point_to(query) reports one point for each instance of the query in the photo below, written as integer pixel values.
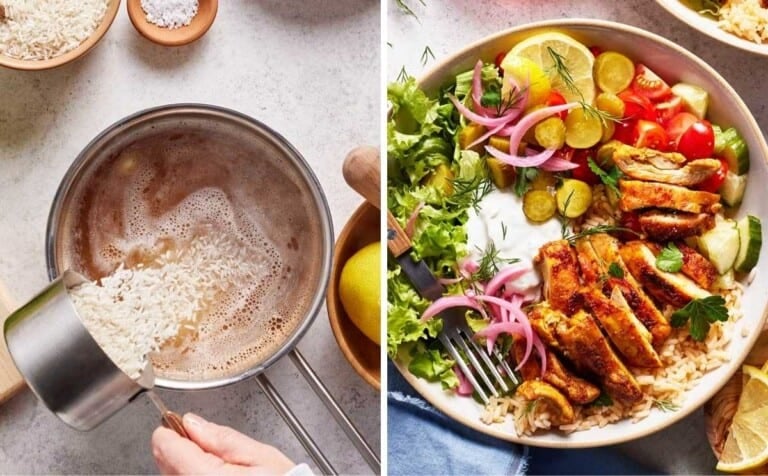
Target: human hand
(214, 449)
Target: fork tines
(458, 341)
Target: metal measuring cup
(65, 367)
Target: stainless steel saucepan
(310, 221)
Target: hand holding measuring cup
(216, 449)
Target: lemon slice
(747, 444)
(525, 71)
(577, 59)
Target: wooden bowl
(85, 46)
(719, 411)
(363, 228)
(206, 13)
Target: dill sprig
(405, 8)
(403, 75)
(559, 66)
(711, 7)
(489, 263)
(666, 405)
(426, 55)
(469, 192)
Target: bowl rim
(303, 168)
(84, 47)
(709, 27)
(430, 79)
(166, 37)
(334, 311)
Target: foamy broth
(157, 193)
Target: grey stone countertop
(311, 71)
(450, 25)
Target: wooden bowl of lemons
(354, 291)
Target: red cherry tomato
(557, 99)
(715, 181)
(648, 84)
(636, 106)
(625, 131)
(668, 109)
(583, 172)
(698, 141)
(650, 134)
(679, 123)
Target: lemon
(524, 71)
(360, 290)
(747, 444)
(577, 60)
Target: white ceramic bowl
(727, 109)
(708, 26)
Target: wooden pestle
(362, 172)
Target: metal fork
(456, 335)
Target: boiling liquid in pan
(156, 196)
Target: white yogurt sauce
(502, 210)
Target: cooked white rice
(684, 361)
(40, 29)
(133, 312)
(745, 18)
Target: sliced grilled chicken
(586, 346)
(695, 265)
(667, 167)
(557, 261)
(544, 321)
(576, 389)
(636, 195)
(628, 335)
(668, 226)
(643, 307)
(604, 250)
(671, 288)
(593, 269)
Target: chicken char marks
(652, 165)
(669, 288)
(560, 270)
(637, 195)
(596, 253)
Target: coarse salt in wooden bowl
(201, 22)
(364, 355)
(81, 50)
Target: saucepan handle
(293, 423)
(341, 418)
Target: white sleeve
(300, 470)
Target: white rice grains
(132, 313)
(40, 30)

━━━━━━━━━━━━━━━━

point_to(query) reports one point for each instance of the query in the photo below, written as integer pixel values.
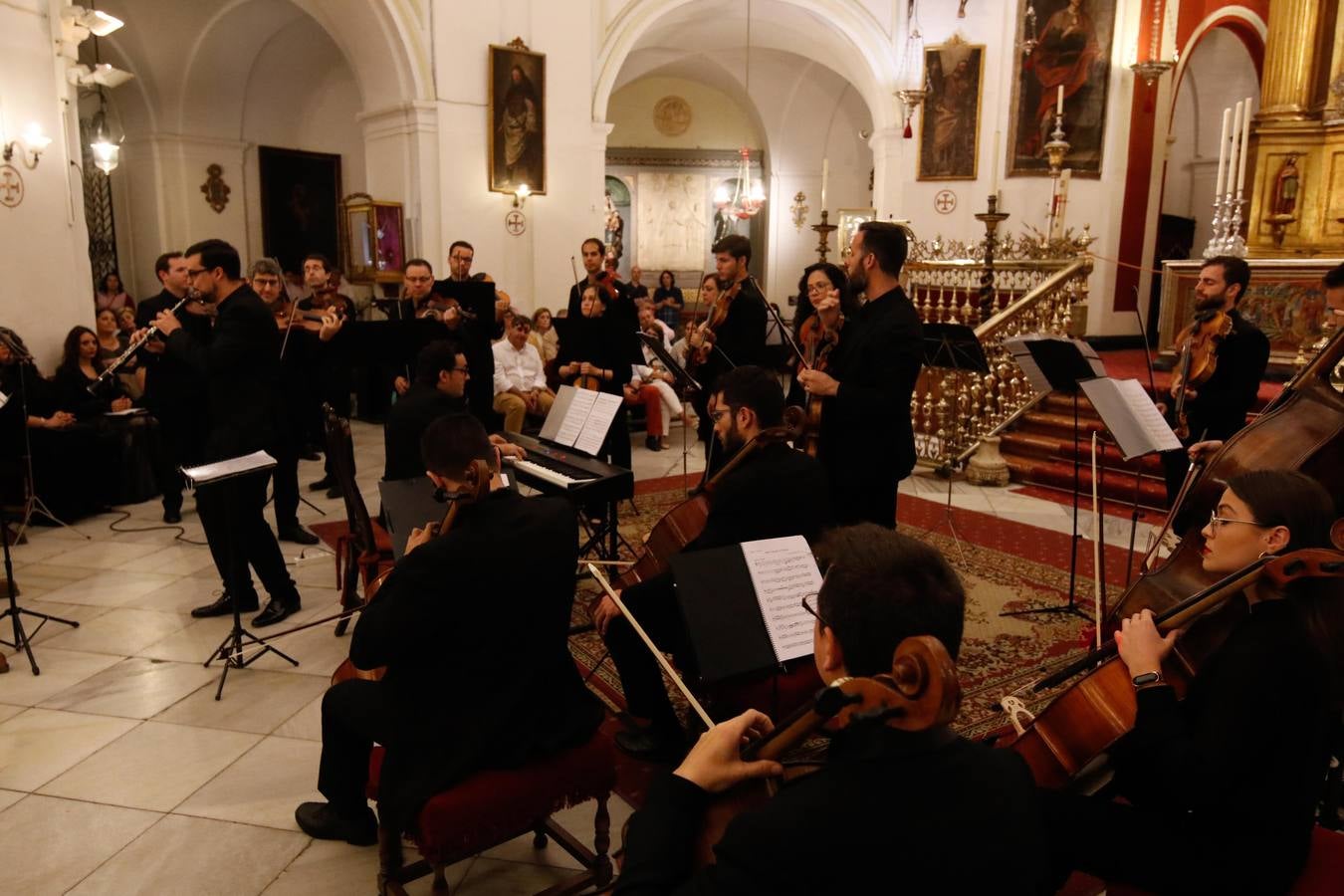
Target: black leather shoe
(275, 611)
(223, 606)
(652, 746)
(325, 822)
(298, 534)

━━━━━━━━━━━━━━━━

◆ To be done:
Determine how many lines of the listing above contain the string "saucepan", matching case exactly, and reply with the number alone.

◆ Worked answer:
2